Task prompt
Return a copy of every line in the records that includes the word "then".

(Stored data entries)
%%
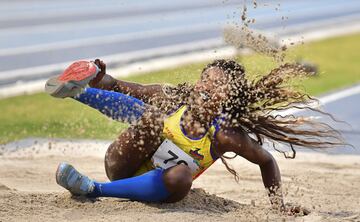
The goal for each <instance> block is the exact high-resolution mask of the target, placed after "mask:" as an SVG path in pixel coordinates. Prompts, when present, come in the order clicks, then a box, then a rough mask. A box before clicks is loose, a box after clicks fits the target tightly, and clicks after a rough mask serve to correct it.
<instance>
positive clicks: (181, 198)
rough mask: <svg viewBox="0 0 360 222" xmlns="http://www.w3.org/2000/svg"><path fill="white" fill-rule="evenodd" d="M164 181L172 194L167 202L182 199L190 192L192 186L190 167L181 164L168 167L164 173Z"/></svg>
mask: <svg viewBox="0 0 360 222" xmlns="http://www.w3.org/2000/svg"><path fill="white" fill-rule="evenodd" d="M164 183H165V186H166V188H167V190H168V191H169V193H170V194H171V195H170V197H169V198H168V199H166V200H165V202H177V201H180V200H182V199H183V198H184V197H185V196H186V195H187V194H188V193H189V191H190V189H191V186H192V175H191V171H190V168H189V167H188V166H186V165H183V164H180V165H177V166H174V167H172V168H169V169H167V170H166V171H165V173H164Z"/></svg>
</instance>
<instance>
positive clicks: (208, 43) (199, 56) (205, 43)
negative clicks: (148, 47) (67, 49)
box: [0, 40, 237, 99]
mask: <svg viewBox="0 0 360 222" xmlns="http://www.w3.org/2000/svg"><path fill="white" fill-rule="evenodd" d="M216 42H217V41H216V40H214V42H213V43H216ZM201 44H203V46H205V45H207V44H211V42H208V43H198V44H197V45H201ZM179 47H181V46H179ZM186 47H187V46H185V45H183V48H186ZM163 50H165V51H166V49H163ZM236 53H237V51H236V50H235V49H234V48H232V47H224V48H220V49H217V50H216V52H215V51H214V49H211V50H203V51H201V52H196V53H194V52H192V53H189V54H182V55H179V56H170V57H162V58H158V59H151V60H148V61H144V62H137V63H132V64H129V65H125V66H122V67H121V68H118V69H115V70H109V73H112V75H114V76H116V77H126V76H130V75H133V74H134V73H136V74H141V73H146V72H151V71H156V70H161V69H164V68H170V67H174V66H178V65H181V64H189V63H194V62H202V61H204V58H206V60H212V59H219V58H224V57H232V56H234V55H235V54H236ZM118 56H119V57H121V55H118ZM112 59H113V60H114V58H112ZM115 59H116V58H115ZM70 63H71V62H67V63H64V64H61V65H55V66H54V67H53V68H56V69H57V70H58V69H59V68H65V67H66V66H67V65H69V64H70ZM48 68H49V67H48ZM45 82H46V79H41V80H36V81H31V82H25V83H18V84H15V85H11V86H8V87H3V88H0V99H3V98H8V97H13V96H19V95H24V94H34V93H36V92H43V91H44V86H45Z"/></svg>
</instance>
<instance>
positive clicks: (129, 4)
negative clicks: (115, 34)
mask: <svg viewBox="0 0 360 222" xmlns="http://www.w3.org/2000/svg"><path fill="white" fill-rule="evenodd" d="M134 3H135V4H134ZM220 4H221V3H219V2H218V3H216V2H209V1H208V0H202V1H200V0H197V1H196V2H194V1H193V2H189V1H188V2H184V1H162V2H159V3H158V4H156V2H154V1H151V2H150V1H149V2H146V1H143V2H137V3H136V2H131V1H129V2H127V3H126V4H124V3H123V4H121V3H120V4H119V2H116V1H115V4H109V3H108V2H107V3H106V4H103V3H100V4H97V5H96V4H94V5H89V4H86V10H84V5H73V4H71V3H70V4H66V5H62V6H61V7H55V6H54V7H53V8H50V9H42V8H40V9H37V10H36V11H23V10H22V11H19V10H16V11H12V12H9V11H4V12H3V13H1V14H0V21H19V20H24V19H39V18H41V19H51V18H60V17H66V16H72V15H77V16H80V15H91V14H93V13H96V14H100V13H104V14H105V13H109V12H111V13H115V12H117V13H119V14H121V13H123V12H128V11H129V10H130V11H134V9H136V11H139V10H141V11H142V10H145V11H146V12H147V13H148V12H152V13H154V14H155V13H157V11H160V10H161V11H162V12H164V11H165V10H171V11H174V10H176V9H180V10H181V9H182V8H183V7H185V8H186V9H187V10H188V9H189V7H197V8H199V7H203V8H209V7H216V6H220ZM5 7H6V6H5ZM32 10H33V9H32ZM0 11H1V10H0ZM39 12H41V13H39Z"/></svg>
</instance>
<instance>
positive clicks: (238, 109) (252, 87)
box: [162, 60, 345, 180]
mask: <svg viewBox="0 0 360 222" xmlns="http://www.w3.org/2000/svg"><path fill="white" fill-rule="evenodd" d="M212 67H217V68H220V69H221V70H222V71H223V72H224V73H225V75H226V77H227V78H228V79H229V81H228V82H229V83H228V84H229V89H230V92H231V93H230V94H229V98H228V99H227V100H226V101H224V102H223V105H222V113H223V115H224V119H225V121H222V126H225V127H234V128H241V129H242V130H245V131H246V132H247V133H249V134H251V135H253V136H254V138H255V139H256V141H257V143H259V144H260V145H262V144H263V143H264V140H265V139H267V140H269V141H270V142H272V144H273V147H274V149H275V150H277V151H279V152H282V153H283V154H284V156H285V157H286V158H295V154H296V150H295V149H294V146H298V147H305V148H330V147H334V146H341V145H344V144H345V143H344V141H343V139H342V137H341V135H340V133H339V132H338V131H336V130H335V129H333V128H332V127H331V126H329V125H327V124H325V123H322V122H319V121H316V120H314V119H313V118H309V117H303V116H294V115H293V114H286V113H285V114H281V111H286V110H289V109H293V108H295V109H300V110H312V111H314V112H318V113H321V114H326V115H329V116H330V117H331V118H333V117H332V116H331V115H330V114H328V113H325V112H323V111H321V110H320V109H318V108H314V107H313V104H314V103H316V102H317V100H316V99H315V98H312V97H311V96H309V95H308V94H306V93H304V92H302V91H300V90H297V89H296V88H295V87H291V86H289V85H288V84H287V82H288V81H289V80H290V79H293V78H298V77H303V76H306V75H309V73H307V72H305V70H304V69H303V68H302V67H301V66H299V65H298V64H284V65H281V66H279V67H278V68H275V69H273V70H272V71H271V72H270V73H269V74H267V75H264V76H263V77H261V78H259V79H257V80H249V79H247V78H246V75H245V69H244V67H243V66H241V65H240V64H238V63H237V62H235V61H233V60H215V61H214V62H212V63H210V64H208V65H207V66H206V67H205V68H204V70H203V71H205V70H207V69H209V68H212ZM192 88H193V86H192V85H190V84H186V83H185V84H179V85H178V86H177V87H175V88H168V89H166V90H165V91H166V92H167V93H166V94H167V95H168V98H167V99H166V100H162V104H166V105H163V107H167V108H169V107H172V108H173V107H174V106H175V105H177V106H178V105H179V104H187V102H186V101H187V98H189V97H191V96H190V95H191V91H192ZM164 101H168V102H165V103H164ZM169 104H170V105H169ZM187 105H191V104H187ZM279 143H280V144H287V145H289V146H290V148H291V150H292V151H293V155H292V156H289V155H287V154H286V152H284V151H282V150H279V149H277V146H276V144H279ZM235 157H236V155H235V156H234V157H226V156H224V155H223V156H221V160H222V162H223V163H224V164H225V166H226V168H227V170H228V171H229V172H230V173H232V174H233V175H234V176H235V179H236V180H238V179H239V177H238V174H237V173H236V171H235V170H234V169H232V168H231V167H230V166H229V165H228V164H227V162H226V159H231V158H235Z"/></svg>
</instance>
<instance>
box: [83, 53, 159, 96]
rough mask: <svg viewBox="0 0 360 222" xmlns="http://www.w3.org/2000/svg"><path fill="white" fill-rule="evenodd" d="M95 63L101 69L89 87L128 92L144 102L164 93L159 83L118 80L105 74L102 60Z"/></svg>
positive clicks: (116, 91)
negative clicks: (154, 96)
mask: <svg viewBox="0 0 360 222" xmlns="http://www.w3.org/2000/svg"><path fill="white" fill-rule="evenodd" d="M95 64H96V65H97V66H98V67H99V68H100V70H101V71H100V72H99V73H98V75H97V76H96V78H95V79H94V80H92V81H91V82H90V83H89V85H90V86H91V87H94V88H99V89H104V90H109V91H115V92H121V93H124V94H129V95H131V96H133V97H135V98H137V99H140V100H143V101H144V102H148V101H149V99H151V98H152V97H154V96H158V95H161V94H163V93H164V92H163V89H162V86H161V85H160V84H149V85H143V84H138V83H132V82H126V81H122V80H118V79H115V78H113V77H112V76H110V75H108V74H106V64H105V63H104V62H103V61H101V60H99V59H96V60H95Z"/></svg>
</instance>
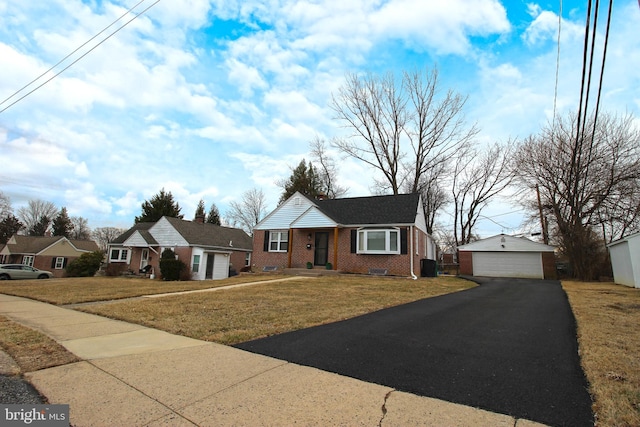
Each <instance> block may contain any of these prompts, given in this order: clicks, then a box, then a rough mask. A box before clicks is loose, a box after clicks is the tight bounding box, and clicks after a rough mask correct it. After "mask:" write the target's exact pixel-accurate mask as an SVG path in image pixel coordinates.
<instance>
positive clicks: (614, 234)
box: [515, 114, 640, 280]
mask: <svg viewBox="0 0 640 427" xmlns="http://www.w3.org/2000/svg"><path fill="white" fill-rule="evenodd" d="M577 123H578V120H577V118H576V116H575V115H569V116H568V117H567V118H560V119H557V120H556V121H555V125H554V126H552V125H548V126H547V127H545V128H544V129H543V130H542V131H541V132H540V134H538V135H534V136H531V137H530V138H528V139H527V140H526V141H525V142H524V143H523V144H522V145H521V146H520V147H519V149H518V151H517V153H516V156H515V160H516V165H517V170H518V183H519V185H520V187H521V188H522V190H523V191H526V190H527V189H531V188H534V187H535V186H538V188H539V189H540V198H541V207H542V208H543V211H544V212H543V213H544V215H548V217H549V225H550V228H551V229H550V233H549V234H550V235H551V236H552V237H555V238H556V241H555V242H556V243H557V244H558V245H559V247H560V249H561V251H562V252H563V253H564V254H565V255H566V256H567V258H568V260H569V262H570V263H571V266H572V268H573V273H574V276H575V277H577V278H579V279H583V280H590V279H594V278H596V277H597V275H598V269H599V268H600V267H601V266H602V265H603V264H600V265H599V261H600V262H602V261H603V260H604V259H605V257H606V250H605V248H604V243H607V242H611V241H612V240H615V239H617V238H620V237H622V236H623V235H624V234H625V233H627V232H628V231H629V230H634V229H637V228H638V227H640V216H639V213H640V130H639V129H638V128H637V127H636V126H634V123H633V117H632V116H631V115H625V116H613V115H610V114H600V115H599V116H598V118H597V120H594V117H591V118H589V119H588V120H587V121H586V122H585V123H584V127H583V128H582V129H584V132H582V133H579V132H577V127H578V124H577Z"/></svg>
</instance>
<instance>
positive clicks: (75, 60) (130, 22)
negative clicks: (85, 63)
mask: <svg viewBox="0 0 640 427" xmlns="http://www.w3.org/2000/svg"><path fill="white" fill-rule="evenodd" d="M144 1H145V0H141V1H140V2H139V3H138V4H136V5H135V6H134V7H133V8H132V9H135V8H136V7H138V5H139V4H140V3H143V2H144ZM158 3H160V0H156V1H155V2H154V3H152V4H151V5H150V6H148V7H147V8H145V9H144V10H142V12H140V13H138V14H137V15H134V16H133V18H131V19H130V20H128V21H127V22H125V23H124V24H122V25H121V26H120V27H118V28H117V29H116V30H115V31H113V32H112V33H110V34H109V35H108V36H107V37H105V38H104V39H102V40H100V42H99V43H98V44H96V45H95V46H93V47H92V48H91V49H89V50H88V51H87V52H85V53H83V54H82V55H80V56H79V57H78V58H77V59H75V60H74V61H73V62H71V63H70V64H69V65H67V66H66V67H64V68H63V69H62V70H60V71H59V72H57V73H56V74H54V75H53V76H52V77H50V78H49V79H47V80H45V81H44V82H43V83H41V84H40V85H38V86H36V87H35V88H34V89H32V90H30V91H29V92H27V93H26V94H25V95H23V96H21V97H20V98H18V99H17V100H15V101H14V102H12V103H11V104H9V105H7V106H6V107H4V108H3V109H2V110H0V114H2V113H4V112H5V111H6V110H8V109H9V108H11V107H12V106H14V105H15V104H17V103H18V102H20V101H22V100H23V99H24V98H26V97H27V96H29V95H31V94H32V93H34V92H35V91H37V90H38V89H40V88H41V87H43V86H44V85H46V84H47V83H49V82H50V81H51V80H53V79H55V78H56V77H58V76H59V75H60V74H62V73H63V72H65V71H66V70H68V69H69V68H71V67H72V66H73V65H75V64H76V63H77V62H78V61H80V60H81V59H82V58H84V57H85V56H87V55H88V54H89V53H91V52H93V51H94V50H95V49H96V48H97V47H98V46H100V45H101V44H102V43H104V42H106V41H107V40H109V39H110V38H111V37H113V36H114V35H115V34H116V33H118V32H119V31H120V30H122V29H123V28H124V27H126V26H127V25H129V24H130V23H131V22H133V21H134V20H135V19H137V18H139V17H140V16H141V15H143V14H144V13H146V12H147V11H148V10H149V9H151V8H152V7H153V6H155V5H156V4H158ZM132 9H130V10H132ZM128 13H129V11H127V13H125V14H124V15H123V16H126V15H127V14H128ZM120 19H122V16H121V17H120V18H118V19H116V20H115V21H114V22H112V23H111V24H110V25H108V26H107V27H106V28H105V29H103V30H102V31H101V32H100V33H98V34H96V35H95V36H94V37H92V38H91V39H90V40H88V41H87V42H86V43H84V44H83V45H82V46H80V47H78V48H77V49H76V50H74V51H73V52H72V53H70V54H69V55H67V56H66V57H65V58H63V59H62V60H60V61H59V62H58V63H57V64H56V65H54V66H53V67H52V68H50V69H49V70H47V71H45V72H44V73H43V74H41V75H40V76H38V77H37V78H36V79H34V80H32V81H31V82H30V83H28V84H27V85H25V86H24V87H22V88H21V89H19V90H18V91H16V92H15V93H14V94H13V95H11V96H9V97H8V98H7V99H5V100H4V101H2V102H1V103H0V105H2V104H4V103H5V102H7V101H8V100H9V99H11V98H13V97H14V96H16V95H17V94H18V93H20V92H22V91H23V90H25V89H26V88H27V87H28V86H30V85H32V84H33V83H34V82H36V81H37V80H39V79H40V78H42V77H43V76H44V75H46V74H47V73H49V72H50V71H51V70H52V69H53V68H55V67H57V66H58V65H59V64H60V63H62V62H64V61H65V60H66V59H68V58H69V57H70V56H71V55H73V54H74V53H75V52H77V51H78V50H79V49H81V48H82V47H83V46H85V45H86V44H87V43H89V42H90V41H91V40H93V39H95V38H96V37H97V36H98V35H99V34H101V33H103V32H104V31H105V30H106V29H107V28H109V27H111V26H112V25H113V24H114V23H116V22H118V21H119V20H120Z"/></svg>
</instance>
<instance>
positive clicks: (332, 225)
%%
Answer section
The goal for each <instance> block is the exact high-resolution mask of the target, placed after "mask:" as an SVG path in pixel coordinates. Prompts, when present, come in the order clicks, then a box, then a rough mask. A box before clicks is loose, a box after clicks fits the target tightly, and clicks after a rough mask serve to correct it.
Each <instance> block may contain any of these prompts, given in this order: clicks, then a box, then a rough mask. A box before clicks is loose, a box after clicks is the tight bounding box, and clicks after a rough mask correct it. After "mask:" write the target's exact pixel-accurate mask as an SVG path in image pixel coordinates.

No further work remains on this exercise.